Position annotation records
==============================
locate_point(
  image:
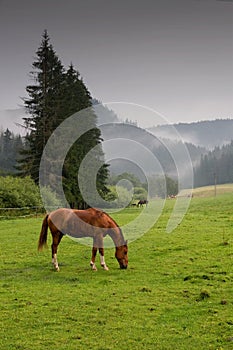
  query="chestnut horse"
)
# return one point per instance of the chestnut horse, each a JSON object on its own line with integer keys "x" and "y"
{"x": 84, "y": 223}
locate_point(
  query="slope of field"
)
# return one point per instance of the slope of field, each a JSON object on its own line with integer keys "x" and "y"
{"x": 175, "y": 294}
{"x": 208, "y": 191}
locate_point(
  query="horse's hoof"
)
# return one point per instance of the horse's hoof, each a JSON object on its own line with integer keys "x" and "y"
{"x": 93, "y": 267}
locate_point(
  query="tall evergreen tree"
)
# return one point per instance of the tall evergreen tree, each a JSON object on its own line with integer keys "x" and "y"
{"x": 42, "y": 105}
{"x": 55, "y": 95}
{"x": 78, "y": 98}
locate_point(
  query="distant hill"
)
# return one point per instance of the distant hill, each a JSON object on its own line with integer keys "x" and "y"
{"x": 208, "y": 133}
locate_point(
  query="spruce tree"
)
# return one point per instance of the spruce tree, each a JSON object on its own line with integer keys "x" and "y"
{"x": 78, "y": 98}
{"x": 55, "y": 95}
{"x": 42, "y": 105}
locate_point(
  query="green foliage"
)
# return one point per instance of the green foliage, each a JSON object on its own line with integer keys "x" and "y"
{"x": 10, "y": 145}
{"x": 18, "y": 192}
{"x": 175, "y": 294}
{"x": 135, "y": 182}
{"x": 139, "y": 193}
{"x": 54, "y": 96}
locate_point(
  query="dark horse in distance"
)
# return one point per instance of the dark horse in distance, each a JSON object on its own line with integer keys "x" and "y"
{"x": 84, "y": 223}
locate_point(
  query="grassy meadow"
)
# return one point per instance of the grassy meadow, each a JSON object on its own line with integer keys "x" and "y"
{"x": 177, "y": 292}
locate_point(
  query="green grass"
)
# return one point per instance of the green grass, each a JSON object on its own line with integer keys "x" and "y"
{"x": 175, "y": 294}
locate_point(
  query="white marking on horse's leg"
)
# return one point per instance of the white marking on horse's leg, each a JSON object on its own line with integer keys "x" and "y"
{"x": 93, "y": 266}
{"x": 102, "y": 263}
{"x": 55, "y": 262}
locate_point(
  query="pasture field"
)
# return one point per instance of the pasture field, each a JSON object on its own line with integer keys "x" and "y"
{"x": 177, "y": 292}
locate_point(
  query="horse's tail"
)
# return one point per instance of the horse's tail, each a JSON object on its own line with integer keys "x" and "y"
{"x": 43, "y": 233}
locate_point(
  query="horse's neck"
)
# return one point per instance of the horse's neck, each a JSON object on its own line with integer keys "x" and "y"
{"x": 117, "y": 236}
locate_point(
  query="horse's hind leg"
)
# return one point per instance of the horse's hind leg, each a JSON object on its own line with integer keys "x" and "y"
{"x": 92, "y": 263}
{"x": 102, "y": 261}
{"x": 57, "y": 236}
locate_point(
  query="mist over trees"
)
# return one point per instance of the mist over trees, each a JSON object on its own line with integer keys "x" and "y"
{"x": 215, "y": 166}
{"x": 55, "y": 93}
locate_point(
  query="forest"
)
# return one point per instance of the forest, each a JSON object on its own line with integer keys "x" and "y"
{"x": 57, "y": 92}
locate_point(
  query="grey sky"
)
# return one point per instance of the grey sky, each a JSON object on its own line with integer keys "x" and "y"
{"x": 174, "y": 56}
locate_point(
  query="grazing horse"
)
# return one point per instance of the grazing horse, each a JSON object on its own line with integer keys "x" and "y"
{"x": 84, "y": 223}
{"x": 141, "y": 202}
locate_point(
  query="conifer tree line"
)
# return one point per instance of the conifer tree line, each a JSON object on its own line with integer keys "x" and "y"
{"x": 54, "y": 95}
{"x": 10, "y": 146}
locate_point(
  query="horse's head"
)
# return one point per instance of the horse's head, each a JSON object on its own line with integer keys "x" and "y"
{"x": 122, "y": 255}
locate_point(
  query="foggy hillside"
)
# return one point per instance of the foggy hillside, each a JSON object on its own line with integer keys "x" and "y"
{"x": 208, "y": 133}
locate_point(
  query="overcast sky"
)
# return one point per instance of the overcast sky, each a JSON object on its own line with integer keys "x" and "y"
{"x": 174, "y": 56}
==============================
Write every record out again exactly; no pictures belong in the copy.

COMPLETED EXERCISE:
locate_point(
  image:
  query="chestnut horse"
)
# return one point per instance of the chestnut horse, each a JSON object on its own line with integer keys "x" and "y"
{"x": 84, "y": 223}
locate_point(
  query="slope of field"
)
# return one point per instance of the slope of field, each a JSON object on its own line with integer keys "x" and "y"
{"x": 175, "y": 294}
{"x": 208, "y": 191}
locate_point(
  query="horse's hoof"
)
# return one point per instance of the horse's hoof, each a JSON object on its own line with integer keys "x" and "y"
{"x": 93, "y": 267}
locate_point(
  query="tall evergreen tree"
)
# return one point per instance of the tall evergreen tree, each a JSON object on its own line with integer keys "x" and "y"
{"x": 42, "y": 105}
{"x": 55, "y": 95}
{"x": 78, "y": 98}
locate_point(
  query="distant hill"
)
# return one point per instance of the distant hill, each a JSON object on its own line with integer keys "x" and "y"
{"x": 208, "y": 133}
locate_point(
  query="spruce tree"
)
# return one point per instance of the spruce tree, each a JSON object on its own line with integer keys "x" and "y"
{"x": 78, "y": 98}
{"x": 55, "y": 95}
{"x": 42, "y": 105}
locate_point(
  query="green foliage"
)
# return one point per instance of the green foliage, each a JSON object on its own line with integer keys "x" and "y"
{"x": 10, "y": 145}
{"x": 18, "y": 192}
{"x": 175, "y": 294}
{"x": 135, "y": 182}
{"x": 139, "y": 193}
{"x": 54, "y": 96}
locate_point(
  query="dark horse in distance"
)
# return one point per instance of the dark horse in distance, each a JSON object on its own line with integer keys "x" and "y"
{"x": 84, "y": 223}
locate_point(
  query="grassy meadow"
)
# return one point per instance of the grassy meadow, each a JSON object on its own line with integer keys "x" and "y"
{"x": 177, "y": 292}
locate_point(
  query="green grass"
)
# return one point per instance of the green grass, each a JSON object on its own line with integer keys "x" and "y"
{"x": 175, "y": 294}
locate_point(
  query="white marking on horse's leg"
)
# return one point per instance of the white marking on horse's leg, each a JSON object on its own line with integer keys "x" and "y"
{"x": 93, "y": 266}
{"x": 102, "y": 263}
{"x": 55, "y": 262}
locate_point(
  query="pasture field"
)
# return one point per instance of the pasture field, each a JSON object on its own line with integer keys "x" and "y"
{"x": 177, "y": 292}
locate_point(
  query="horse's tail"
)
# return one point per instance of the horse's tail, each a JSON object on its own line with integer keys "x" and "y"
{"x": 43, "y": 233}
locate_point(
  query="horse's neck"
)
# return one point per instance of the horse's neck, each a JSON object on its own line with integer keys "x" and "y"
{"x": 117, "y": 236}
locate_point(
  query="horse's hind leg"
)
# return one point per instance of the horse's hind leg, each a JSON object on its own line with integer keys "x" and "y"
{"x": 92, "y": 263}
{"x": 102, "y": 261}
{"x": 57, "y": 236}
locate_point(
  query="mist over trees"
)
# return one point per instance of the mist over trees, each a JSON object on its own line with integer keys "x" and "y"
{"x": 215, "y": 166}
{"x": 55, "y": 93}
locate_point(
  query="forest"
)
# return one point per instance of the forest, each a JSON object on its own line with integer keys "x" and "y"
{"x": 57, "y": 92}
locate_point(
  query="grey sky"
)
# return one point per instance of the grey sky, each a JSON object on its own line with integer keys "x" and "y"
{"x": 174, "y": 56}
locate_point(
  query="grazing horse"
)
# return one point per instance of the grazing horse, each a JSON object on its own line with integer keys "x" and "y"
{"x": 84, "y": 223}
{"x": 141, "y": 202}
locate_point(
  query="conifer tree line"
)
# return one point per instance of the conifer tree line, each a JSON object on its own line with integer keys "x" and "y"
{"x": 54, "y": 95}
{"x": 10, "y": 146}
locate_point(
  query="horse's head"
)
# return one point per instance of the horse's head, each a JSON object on its own line with integer keys "x" and "y"
{"x": 122, "y": 255}
locate_point(
  query="foggy hillside"
)
# return one point per instance of the foggy hillside, each a JSON object on its own line with integer keys "x" and "y"
{"x": 208, "y": 133}
locate_point(
  query="overcast sky"
)
# return one point per instance of the overcast sky, each a JSON object on its own line with integer keys "x" and "y"
{"x": 174, "y": 56}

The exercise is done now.